*Apply what you read*.
1. Translate this sentence from the piece about the color blue into Spanish: "She adored blue hydrangeas, and grew them in her backyard."
2. Using the piece about the color blue, decide whether each statement agrees with it. Answer yes or no and quote the deciding words. (a) The writer's grandmother grew blue hydrangeas in her backyard. (b) The writer's nephew Alex was born with brown eyes. (c) The phrase "feeling blue" is given as a way to describe depression.
3. Print the part of the piece about the color blue that opens with the words containing "For me, the" and closes with "thinking of that.", without changing anything.
Passage shown Block Start
A week or so ago, I wrote about my affinity for the color pink. I love pink! What's not to love, though? It is cheery, and feminine, and makes people smile when they see it. It looks wonderful on women from newborn to the nursing home and everyone in between. It is always in fashion and just has a personality all its own.
And then there is blue. Blue...the color of the sky and water. The color that is probably the most often cited as the "favorite" - and the one that seems to branch out and blend beautifully since it is a primary color. It is strongly represented in the Crayola 64, and it truly runs the gamut from dark to light, bright to pale, and a whole lot in between.
Blue can be close to purple...or close to red. It can blend nicely with green, or look appropriate opposite orange. It is one of the three colors on the grand ol' flag, and is the same in French as in English, although they spell it weird. You just have to love it, right?
Well, blue has some not so nice connotations associated with it including the description of depression ("feeling blue"), snobbishness ("blue bloods") or a sign of distress ("turning blue"). There are some positive ones to offset these including "blue chips" to represent the best stocks, "blue skies" to represent something happy, "once in a blue moon" to describe something extremely rare, or "blue ribbon" to signify that something is the best. Granted, Pabst tried to shanghai that one...but whatever.
For me, the color blue reminds me of my Gammy...my mother's mother. She loved the color blue, and had blue eyes, and a blue bedroom that always smelled like powder to me. She adored blue hydrangeas, and grew them in her backyard. Everytime we'd go outside she would remind me that someone who worked for her, sweet Ethel, called them "high geraniums". We'd laugh, and I rarely say the word without thinking of that.
As a child, I was born with blue eyes, and most of the people in my family are blue-eyed. I look at the beautiful eyes of my children, who can trace them back to my mother and her mother before her. When I held my nephew, Alex, for the first time, what struck me (other than the fact that he was a beautiful baby) was that he also inherited the blue eyes of our family.
Passage shown Block End
Extracted information Block Start
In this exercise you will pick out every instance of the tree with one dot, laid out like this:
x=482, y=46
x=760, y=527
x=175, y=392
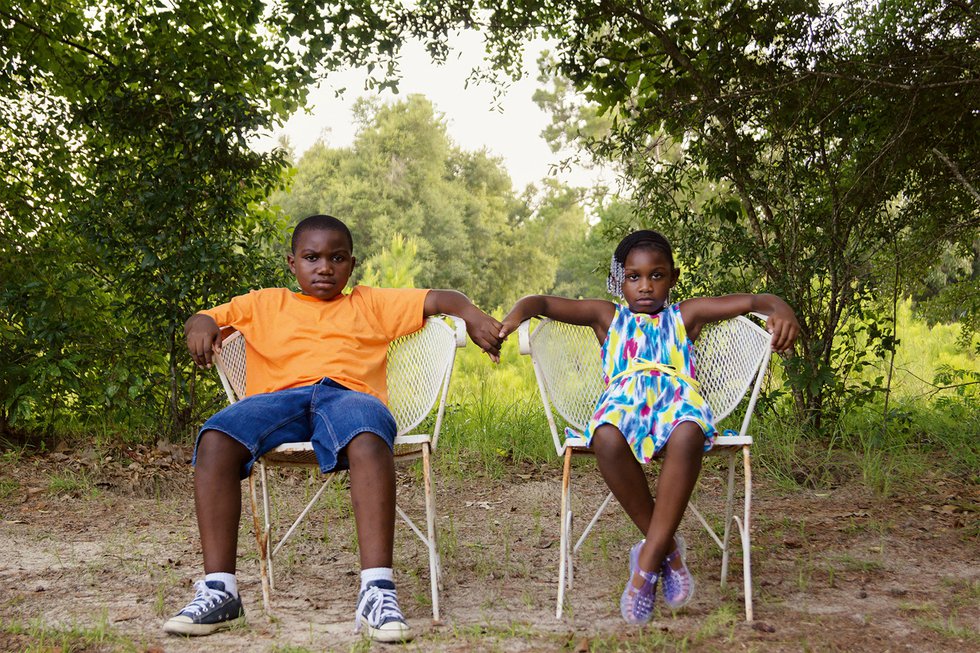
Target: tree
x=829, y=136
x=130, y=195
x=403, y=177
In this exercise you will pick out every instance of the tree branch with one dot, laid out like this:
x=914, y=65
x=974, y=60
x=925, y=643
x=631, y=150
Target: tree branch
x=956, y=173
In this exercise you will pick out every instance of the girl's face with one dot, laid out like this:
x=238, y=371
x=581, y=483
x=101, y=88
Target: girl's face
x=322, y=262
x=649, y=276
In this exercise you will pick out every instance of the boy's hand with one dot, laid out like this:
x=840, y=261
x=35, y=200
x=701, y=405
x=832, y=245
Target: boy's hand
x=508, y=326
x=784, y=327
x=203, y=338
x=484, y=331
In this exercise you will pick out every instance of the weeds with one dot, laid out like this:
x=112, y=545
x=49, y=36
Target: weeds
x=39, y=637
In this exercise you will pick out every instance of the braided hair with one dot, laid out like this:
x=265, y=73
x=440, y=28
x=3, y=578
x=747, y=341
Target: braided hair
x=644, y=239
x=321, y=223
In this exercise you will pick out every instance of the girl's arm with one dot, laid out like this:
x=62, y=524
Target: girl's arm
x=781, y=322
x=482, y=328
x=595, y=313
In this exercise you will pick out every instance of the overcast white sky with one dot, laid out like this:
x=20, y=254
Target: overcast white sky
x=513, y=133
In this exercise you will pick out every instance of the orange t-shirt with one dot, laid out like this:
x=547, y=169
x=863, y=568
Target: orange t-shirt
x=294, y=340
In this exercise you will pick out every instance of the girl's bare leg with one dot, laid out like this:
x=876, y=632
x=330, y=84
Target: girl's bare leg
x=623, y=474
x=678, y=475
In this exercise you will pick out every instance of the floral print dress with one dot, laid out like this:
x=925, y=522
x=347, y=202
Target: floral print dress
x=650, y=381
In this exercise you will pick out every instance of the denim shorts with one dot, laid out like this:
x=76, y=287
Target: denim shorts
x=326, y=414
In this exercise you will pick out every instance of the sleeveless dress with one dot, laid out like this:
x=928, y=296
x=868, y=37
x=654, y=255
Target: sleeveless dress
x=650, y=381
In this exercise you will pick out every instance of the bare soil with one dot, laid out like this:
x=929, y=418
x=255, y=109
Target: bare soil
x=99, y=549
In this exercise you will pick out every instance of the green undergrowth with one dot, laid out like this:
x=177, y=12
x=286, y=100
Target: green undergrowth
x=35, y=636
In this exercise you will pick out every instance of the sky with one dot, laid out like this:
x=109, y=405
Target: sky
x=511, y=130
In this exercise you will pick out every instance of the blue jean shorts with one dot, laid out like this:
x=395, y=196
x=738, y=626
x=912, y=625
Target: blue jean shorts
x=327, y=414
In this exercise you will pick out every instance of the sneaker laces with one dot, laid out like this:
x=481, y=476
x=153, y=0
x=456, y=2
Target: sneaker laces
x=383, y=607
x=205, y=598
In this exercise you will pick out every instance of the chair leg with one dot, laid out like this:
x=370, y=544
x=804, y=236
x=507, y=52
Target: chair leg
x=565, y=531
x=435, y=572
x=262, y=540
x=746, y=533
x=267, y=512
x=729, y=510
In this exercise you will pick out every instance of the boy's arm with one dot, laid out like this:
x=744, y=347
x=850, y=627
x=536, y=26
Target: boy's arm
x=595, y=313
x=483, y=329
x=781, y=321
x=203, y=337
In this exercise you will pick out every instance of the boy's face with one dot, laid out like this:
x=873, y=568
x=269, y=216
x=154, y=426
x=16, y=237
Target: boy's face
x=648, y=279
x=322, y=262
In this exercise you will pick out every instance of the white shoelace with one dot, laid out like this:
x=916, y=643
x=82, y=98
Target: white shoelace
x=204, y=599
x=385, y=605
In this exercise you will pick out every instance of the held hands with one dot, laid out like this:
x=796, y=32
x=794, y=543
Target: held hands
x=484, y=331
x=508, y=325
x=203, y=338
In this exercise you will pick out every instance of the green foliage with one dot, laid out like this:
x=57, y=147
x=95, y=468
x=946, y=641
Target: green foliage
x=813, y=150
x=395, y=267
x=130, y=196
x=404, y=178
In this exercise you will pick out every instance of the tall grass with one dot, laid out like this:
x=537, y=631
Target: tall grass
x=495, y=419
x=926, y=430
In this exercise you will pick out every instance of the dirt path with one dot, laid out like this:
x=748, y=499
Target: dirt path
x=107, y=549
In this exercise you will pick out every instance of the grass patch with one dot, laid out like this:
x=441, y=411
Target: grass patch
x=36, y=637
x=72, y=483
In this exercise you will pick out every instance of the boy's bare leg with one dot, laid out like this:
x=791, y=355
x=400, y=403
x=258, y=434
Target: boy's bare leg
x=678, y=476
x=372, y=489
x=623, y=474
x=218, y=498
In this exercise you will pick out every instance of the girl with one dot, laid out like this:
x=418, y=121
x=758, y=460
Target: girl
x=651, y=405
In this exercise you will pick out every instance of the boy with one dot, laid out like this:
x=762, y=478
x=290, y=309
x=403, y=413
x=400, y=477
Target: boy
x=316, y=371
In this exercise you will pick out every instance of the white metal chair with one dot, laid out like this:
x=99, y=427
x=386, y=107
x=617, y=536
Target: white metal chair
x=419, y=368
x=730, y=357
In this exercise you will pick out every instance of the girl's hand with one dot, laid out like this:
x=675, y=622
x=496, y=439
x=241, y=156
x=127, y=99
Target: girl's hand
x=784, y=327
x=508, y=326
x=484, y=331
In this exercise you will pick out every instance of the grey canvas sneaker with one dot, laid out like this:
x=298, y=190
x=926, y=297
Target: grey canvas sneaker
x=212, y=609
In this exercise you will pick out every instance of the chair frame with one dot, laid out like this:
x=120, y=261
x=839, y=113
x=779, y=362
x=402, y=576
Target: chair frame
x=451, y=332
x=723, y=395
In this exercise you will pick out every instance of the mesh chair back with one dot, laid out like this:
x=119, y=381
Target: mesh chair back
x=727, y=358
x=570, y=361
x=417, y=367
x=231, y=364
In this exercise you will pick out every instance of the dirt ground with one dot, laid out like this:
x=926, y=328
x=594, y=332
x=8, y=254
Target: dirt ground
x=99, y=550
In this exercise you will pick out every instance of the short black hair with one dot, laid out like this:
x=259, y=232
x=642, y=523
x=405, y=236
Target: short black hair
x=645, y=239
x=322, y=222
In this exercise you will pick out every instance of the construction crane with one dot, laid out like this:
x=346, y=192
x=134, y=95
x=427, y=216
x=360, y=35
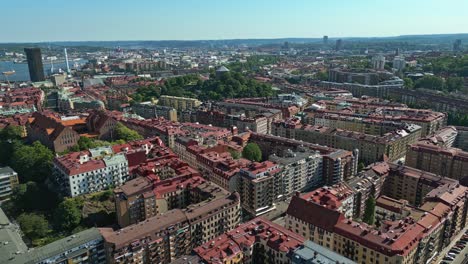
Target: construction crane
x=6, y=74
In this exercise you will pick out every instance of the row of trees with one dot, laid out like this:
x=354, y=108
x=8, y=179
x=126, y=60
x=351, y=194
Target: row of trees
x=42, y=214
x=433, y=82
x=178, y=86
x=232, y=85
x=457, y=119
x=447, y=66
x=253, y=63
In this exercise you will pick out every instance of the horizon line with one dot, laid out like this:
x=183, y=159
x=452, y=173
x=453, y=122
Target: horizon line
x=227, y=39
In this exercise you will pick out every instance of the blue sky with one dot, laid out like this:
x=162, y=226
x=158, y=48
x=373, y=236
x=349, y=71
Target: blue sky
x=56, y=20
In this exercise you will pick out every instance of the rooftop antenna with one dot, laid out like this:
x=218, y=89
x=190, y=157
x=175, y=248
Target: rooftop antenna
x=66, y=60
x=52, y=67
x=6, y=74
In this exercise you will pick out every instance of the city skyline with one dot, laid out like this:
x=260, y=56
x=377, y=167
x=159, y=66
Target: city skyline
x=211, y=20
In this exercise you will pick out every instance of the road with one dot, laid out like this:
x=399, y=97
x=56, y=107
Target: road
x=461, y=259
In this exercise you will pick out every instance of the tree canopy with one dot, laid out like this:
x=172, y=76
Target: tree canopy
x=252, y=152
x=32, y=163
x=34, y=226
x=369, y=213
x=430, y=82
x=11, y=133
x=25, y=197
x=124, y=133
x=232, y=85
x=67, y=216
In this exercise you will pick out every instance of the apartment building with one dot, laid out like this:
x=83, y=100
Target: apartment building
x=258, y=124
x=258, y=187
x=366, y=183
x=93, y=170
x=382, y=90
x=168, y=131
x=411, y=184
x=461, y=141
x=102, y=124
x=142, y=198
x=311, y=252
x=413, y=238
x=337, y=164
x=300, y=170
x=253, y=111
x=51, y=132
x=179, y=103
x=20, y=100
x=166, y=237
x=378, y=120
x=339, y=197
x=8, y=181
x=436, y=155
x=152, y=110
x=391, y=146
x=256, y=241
Extracted information Block End
*Answers*.
1. Adoraba las hortensias azules y las cultivaba en su patio trasero.

2.
(a) Yes: "She adored blue hydrangeas, and grew them in her backyard."
(b) No: "he also inherited the blue eyes of our family."
(c) Yes: "the description of depression ("feeling blue")"

3.
For me, the color blue reminds me of my Gammy...my mother's mother. She loved the color blue, and had blue eyes, and a blue bedroom that always smelled like powder to me. She adored blue hydrangeas, and grew them in her backyard. Everytime we'd go outside she would remind me that someone who worked for her, sweet Ethel, called them "high geraniums". We'd laugh, and I rarely say the word without thinking of that.